### OBJECTIVE
Locate the line that contains "If you could tag the child in". Print it and each following line through the end of the listing, verbatim, and nothing more.

EXERCISE MATERIALS start

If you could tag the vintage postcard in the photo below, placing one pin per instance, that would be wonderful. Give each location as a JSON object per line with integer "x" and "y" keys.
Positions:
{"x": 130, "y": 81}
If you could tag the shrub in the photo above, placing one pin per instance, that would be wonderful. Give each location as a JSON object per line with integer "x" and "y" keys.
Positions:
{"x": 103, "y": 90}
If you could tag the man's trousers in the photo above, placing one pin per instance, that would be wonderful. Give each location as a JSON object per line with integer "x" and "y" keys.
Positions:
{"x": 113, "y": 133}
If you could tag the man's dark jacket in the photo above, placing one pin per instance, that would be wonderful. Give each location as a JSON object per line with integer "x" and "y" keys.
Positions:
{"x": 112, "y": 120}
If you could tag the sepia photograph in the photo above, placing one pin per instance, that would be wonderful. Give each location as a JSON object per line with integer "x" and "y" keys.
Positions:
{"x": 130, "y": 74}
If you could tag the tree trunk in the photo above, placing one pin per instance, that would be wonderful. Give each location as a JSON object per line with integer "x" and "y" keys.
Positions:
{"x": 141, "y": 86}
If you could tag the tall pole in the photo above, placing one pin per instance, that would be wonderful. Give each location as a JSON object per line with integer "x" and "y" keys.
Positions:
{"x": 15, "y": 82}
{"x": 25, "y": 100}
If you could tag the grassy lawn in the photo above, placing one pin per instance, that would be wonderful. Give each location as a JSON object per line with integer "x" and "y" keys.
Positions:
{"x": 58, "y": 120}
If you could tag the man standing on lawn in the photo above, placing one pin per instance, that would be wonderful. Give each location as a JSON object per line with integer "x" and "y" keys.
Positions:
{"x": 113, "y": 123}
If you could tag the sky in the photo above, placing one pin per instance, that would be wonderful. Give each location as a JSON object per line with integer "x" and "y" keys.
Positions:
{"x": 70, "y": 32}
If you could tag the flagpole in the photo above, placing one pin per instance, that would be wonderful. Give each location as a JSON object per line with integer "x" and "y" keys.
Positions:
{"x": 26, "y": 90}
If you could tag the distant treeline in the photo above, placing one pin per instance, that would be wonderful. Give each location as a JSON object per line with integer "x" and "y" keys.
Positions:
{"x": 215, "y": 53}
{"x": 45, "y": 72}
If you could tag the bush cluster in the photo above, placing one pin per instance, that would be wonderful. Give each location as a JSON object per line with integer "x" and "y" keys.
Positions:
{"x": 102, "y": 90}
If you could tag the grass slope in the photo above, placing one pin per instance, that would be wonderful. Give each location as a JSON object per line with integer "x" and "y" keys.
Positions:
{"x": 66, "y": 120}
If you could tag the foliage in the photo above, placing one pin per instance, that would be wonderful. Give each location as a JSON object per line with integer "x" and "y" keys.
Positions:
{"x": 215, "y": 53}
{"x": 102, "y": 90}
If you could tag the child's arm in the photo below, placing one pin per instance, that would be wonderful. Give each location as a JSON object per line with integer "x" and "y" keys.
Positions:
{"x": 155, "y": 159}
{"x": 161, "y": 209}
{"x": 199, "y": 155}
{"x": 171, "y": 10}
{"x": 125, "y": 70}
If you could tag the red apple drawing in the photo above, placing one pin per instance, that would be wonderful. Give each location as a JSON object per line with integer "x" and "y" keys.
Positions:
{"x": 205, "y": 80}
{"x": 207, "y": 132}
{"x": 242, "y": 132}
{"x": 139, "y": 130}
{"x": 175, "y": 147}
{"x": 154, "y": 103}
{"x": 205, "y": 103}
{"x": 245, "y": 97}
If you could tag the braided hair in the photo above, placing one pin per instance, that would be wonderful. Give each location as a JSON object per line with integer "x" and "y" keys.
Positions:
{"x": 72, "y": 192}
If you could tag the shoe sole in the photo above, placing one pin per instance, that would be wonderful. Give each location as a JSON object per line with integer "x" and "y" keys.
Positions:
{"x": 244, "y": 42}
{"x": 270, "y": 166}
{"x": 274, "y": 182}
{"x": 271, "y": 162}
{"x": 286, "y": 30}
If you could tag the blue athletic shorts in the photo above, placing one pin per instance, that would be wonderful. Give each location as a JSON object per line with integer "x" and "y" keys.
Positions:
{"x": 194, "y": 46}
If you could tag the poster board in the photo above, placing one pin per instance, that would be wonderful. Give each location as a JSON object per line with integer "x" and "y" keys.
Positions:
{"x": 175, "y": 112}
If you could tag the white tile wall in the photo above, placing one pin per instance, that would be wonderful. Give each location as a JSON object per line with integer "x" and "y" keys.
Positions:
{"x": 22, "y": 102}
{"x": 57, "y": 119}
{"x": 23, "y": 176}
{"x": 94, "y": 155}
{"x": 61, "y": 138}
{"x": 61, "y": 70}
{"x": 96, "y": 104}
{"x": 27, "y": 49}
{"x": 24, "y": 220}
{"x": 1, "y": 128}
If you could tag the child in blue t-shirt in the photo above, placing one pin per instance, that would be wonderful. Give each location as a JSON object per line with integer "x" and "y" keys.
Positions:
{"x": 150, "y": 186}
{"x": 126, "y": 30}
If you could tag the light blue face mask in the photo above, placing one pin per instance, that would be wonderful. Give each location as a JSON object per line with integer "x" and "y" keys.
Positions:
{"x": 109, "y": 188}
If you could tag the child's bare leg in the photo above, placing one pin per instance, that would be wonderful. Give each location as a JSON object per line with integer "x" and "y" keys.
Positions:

EXERCISE MATERIALS end

### EXERCISE SOLUTION
If you could tag the child in blue t-shirt in the photo above, placing one pin per instance, that would be wonderful. Give each location as a JSON object per line with integer "x" and "y" keys.
Positions:
{"x": 150, "y": 186}
{"x": 126, "y": 30}
If you could tag the light blue face mask in the photo above, placing one pin per instance, that would be wonderful. Give each location as a JSON object per line with integer "x" and "y" keys.
Positions:
{"x": 109, "y": 188}
If you could tag the child's bare leg in the photo above, placing one pin per instance, that would be wonderful. Give each location as a JSON object per line with integer "x" and "y" keys.
Positions:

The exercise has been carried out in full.